::: MATERIAL DE ENTRADA

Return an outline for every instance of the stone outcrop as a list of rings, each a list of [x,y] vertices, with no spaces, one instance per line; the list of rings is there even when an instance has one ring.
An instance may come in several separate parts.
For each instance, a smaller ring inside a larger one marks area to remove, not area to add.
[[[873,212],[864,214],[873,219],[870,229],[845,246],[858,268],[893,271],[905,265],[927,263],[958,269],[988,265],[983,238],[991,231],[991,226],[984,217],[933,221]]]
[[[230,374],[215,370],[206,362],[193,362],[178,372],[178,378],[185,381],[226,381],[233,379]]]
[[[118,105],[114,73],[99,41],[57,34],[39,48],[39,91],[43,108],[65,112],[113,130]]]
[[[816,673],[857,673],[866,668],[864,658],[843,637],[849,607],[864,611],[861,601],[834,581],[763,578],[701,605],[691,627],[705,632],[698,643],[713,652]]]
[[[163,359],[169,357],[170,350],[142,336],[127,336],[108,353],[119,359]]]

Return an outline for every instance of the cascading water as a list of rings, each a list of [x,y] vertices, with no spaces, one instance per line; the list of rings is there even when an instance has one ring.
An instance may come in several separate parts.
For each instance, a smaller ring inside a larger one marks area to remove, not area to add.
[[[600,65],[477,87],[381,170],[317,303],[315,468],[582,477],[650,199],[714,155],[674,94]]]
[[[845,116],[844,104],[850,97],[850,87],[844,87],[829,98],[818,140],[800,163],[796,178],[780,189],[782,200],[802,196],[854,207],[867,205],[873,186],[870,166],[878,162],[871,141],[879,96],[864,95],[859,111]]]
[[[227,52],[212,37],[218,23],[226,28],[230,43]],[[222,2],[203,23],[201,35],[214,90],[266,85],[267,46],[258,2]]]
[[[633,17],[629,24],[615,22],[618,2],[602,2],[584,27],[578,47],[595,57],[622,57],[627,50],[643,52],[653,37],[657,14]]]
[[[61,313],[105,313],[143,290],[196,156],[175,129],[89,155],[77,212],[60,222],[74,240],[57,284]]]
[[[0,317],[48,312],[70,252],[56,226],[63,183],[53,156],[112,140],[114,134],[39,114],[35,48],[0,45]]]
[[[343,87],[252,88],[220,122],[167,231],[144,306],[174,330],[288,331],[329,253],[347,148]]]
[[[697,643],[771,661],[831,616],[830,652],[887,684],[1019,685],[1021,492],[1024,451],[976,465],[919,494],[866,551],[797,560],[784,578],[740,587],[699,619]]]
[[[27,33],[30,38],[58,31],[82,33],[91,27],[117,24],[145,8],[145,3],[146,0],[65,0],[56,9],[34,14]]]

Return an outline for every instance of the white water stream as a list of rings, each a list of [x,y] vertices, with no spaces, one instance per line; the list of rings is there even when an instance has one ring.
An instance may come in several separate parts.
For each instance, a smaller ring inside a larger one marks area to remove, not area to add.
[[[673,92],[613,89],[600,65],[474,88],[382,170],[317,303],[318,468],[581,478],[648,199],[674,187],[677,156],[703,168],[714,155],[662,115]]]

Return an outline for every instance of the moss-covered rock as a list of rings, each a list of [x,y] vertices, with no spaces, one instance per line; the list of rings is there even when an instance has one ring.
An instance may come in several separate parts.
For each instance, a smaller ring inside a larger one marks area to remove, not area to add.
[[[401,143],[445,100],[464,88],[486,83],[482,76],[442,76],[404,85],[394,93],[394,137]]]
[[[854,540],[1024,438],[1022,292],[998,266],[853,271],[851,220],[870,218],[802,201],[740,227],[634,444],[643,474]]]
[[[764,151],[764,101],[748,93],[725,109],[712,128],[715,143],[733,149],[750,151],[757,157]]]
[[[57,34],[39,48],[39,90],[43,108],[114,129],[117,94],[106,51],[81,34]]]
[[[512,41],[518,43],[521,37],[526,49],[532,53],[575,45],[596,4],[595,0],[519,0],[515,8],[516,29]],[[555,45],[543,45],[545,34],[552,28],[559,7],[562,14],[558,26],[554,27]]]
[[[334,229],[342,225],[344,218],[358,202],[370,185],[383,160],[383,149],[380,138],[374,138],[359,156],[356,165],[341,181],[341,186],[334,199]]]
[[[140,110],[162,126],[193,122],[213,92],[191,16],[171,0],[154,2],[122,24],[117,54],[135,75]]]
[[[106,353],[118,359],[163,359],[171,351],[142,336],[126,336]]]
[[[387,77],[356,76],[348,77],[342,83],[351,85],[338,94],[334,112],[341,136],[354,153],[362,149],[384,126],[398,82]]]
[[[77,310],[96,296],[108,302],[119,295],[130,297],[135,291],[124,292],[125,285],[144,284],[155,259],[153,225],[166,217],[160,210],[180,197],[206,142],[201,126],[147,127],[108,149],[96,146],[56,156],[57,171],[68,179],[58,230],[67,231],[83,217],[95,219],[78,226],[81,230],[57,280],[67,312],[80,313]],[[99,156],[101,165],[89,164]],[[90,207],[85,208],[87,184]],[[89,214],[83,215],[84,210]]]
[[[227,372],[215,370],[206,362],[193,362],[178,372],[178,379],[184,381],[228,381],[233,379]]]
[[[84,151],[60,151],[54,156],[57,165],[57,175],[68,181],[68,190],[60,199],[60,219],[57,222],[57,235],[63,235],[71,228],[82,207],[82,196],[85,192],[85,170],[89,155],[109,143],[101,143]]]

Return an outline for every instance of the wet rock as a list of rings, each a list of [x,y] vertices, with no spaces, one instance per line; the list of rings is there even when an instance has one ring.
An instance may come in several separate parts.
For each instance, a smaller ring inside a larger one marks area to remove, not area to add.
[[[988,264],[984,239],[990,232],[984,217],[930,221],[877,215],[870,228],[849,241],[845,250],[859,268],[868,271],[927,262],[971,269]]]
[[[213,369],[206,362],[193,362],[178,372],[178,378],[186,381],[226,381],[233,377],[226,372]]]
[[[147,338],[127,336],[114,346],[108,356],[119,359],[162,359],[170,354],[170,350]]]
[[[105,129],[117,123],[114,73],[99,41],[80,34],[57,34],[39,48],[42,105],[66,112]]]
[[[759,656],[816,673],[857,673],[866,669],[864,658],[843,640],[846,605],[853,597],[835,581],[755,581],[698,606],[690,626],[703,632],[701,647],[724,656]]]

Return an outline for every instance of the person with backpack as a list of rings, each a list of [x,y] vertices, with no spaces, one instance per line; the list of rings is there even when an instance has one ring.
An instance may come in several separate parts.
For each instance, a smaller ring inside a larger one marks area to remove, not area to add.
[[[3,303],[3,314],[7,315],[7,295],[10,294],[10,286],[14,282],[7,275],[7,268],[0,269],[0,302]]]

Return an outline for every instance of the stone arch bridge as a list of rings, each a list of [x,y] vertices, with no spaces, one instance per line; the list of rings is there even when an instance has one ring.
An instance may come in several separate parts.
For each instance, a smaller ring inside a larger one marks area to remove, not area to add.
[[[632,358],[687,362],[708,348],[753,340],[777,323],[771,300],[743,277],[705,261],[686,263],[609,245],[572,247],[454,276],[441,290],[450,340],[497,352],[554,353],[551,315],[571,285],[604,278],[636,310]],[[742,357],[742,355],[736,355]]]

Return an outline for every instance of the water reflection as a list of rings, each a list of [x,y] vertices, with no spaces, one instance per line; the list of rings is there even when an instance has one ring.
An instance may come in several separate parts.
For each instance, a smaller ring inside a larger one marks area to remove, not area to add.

::::::

TAREA BREVE:
Reproduzca tal cual el tramo del material que va desde la línea que contiene "Return an outline for every instance of the stone arch" hasta el final del material, con ambos extremos incluidos.

SOLUCIÓN PROPUESTA:
Return an outline for every instance of the stone arch bridge as a list of rings, each a list of [x,y] vertices, with no spaces, one instance per line; the list of rings is there even when an instance has one ring.
An instance may come in several separate parts.
For each instance, a smaller ring inside a larger one marks area to remove, not area to add.
[[[632,358],[687,362],[708,348],[753,340],[777,323],[771,300],[743,277],[705,261],[686,263],[609,245],[572,247],[454,276],[441,290],[450,340],[497,352],[554,353],[551,315],[571,285],[604,278],[636,310]],[[742,357],[742,355],[736,355]]]

Return an outline for every instance of the water reflection as a list of rings, each a list of [x,y] vertices, with no spaces, one instance per line; the list of rings is there even when an instance has one ring.
An instance may come in several separate parts.
For each instance, a smaller ring inside a larger one marks area to remove, not area to add.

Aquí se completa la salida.